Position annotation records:
▽

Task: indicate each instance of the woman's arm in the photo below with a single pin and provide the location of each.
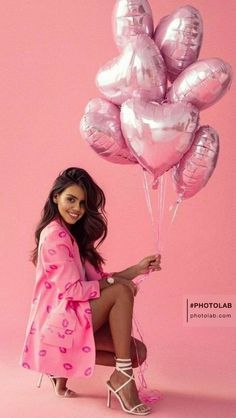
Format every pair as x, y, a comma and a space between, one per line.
147, 264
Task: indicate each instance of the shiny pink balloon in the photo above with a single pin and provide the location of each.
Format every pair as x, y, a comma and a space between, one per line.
158, 135
139, 70
202, 83
197, 165
100, 127
179, 38
131, 18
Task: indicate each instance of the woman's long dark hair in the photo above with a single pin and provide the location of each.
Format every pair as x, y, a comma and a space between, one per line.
93, 224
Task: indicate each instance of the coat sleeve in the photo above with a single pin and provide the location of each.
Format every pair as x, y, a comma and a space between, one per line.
57, 255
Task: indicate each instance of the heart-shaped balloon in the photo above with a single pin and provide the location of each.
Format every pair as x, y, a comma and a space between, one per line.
131, 18
202, 83
197, 165
158, 135
179, 38
100, 127
139, 70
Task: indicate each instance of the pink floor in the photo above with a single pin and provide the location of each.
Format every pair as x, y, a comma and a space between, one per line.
20, 397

△

* GOAL: Please copy out the material above, substituting "one pin" for every "a single pin" and leaving everything else unchanged. Omit the pictures from your copy.

* REPLY:
Task: indicate each instance of the woman's arm in the photo below with one pin and provide the location of each.
Format every pair as x, y, a comma and a space between, one per line.
147, 264
Task: indicate each instance of the shiny pink balloon in the photo above with one pin and provide the location of each.
Format every pair as x, y, a comma and a space between, one per line.
158, 135
139, 70
202, 83
197, 165
100, 127
179, 38
131, 18
Task: indicate each instance of the woman's long dark hair in the photo above with one pin and provide the location of each.
Format every pair as x, y, a comma and a space between, one per line.
93, 224
Task: indicate each instance of the coat sleeve in the photo above with one pin and provide the location of each.
Format every pair as x, y, a comma and a space between, one per line.
57, 255
Task: indicate each instance of the heart-shaped balloon in the photo above with one pin and provide the location of each.
Format every pair as x, y, a comma and a space between, one per line.
131, 18
202, 83
197, 165
158, 135
179, 38
100, 127
139, 70
Task: indicate each instance of the pink floor in the photo above with one pin and provide the location of each.
Format every pair as x, y, a comma and a space between, one per line.
20, 397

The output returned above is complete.